▸ Your instructions
Retype all of the entries below word for word, leaving out the pictures.

▸ Supplied data

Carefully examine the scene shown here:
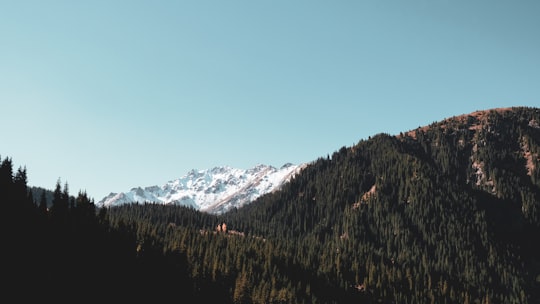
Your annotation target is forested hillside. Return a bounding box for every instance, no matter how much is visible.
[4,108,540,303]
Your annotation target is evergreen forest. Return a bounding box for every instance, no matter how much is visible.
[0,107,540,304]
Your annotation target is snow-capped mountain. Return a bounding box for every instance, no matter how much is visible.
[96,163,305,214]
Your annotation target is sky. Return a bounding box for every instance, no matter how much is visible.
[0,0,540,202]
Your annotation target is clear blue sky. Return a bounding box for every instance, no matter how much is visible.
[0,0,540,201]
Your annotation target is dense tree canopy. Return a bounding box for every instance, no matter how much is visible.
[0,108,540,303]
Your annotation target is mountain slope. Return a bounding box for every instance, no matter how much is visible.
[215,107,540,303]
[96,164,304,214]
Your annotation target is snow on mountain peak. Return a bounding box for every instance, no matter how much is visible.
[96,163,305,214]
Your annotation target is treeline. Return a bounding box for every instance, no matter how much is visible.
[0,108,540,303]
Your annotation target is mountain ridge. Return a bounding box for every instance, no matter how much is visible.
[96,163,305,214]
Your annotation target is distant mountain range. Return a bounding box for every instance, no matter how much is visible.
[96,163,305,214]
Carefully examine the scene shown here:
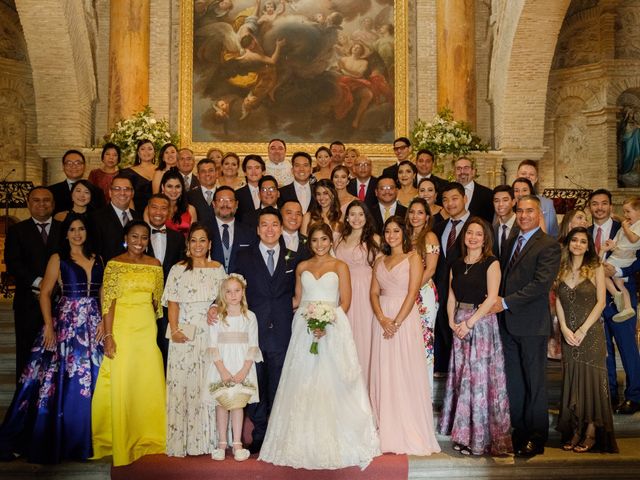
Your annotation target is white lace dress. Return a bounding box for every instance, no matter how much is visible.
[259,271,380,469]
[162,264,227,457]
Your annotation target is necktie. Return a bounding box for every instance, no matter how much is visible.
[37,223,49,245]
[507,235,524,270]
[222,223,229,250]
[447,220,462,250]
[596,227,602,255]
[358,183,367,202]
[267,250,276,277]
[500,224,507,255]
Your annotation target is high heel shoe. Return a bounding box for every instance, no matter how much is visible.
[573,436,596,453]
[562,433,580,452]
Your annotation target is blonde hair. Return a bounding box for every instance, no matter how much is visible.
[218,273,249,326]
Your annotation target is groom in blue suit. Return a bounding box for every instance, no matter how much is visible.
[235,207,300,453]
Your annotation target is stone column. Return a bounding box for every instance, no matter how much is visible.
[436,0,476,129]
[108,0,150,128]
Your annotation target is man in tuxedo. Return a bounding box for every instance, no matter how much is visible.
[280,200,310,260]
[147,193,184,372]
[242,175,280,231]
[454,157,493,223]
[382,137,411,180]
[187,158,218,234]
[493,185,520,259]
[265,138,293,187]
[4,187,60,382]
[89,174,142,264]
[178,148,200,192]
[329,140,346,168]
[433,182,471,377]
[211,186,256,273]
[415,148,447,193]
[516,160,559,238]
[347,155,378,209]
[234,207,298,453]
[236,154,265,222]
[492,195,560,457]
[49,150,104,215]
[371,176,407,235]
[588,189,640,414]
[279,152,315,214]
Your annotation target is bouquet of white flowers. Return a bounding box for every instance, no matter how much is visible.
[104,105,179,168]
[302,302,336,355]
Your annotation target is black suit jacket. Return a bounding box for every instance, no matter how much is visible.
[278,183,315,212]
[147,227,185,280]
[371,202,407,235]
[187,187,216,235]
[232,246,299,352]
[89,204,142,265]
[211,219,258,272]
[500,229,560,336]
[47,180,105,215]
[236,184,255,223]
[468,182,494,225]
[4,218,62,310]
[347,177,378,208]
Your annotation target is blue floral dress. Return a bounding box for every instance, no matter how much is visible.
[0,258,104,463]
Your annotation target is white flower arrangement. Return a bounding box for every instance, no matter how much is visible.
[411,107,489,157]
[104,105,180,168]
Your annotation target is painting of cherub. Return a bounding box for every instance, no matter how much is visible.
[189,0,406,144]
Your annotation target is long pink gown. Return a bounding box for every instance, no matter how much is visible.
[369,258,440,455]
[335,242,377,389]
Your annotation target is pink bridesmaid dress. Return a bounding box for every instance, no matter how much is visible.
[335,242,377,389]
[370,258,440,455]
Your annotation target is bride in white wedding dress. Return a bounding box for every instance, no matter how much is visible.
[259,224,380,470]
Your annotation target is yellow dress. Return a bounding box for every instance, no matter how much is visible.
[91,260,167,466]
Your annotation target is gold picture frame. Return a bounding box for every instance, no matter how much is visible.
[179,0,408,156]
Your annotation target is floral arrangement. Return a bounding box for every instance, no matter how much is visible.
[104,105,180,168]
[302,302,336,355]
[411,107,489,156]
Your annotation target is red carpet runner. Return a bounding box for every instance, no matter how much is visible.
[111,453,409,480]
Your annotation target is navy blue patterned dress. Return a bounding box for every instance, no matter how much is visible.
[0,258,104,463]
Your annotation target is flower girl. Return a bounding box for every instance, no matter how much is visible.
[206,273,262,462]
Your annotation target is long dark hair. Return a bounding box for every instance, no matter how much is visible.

▸ Answer
Carefully examine the scene shown here:
Your annotation target is forested hillside. Return a bounding box for every instance, no matter how much is visible.
[4,108,540,303]
Your annotation target is evergreen forest. Return a bounding box for every instance, no matter how much is visible.
[0,107,540,304]
Your annotation target is snow-capped mountain. Return a bounding box for every instance, no matter how much is visible.
[96,163,305,214]
Your annotation target is sky. Return a bounding box for every instance, no matter how much is visible.
[0,0,540,202]
Your annotation target is clear blue sky. Return a bounding box for every instance, no matter how much is visible.
[0,0,540,201]
Your annotation target is dense tree canopy. Return a bounding box for every instance, no matter how much is visible.
[0,108,540,303]
Your annotation target is mountain slope. Return a bounding box for every instance, no matter how much is visible.
[215,107,540,303]
[96,164,304,214]
Your annotation target is snow on mountain peak. Return a bounding box for every instance, no matter how much is visible.
[96,163,305,214]
Your annotation target is treeline. Return a bounding box for every instance, no matter how much is visible.
[0,108,540,303]
Your annotation target is mountain ridge. Return a bounding box for every instance, no matter how much is visible.
[96,163,305,214]
Your annotation target is distant mountain range. Return a bounding box for every instance, no matter how much is visible.
[96,163,305,214]
Carefully examine the scene shown here:
Your annotation target is white lace dress. Return a bounding box for every instance, no matter how much is visible.
[259,271,380,469]
[162,264,227,457]
Your annotation target is necktie. Return a bounding box for every instance, no matter how much is visible.
[37,223,49,245]
[507,235,524,270]
[222,223,229,250]
[447,220,462,250]
[596,227,602,255]
[358,183,367,202]
[267,250,276,277]
[500,224,507,255]
Your annotation target is high heel shoe. Return a bounding box for every instance, no matter how much is visible.
[573,436,596,453]
[562,433,580,452]
Your annotation target is blonde hair. Return a bounding box for every instance, no matter how much is visible.
[218,273,249,326]
Your annotation target is groom in blue suit. Return a bounding box for every instance, no matter how much is visible.
[235,207,300,453]
Your annotation target is stone column. Return a bounding box for every instance, no matter how much is visible.
[436,0,476,129]
[108,0,150,128]
Your annotation target is man in tuxedo. Return a bounding box for every instance, no matter how much is visible.
[280,200,310,260]
[147,193,184,372]
[242,175,280,231]
[454,157,493,223]
[382,137,411,180]
[187,158,218,234]
[493,185,520,259]
[265,138,293,187]
[4,187,60,382]
[89,174,142,264]
[178,148,200,192]
[329,140,346,168]
[433,182,471,377]
[211,186,256,273]
[415,148,447,193]
[516,160,559,238]
[347,155,378,209]
[234,207,298,453]
[236,154,265,222]
[492,195,560,457]
[49,150,104,215]
[371,176,407,235]
[588,189,640,414]
[279,152,315,214]
Your annotation target is bouquet of white flowers. Return a bounding box for every instance, no matter how much is visible.
[104,105,179,168]
[302,302,336,355]
Your annotation target is black suit jacket. Return a bounding box for every instance, no matter how much is visible.
[278,183,315,212]
[147,227,185,280]
[371,202,407,235]
[187,187,216,235]
[232,246,299,352]
[89,204,142,265]
[211,219,258,272]
[500,229,560,336]
[47,180,105,215]
[236,184,255,223]
[468,182,494,225]
[4,218,62,310]
[347,177,378,208]
Your annotation target is blue floral dress. Return a bounding box for every instance, no matter how much is visible.
[0,258,104,463]
Your annotation target is white flower arrangement. Return a bounding box for every instance, no matter how much is visible.
[411,107,489,157]
[104,105,180,168]
Your annotation target is painting of cherub. Return a bounding box for every instance, no matter how much is visible.
[189,0,406,144]
Your annotation target is long pink gown. Return a bounding box for every instance, no matter how much is visible.
[369,258,440,455]
[335,242,377,389]
Your annotation target is pink bridesmaid dress. Return a bounding box for every instance, no matter how much is visible.
[335,242,377,389]
[370,258,440,455]
Your annotation target is bride in white wedding dress. Return a bounding box for every instance, no matter how much is visible.
[259,224,380,470]
Your annotation target is yellow dress. Return a bounding box for every instance, no matter how much is visible.
[91,260,167,466]
Your annotation target is gold picture frame. Return a bounding box for every instance, no matter how much is visible.
[179,0,408,156]
Your annotation target is floral arrangement. Return a bounding box for every instance, no matter how much is visible.
[104,105,180,168]
[302,302,336,355]
[411,107,489,156]
Your annotation target is red carpet runner. Return a bounding box for every instance, no matter how much is visible.
[111,453,409,480]
Your annotation target is navy blue patterned dress. Return a bounding box for every instance, no matter how much is visible.
[0,258,104,463]
Your annotation target is flower girl. Return a bounding box for every instance, no matter how much is visible.
[206,273,262,462]
Your annotation target is long dark hair. Return a bounding box for every instance, no matter how much is visible.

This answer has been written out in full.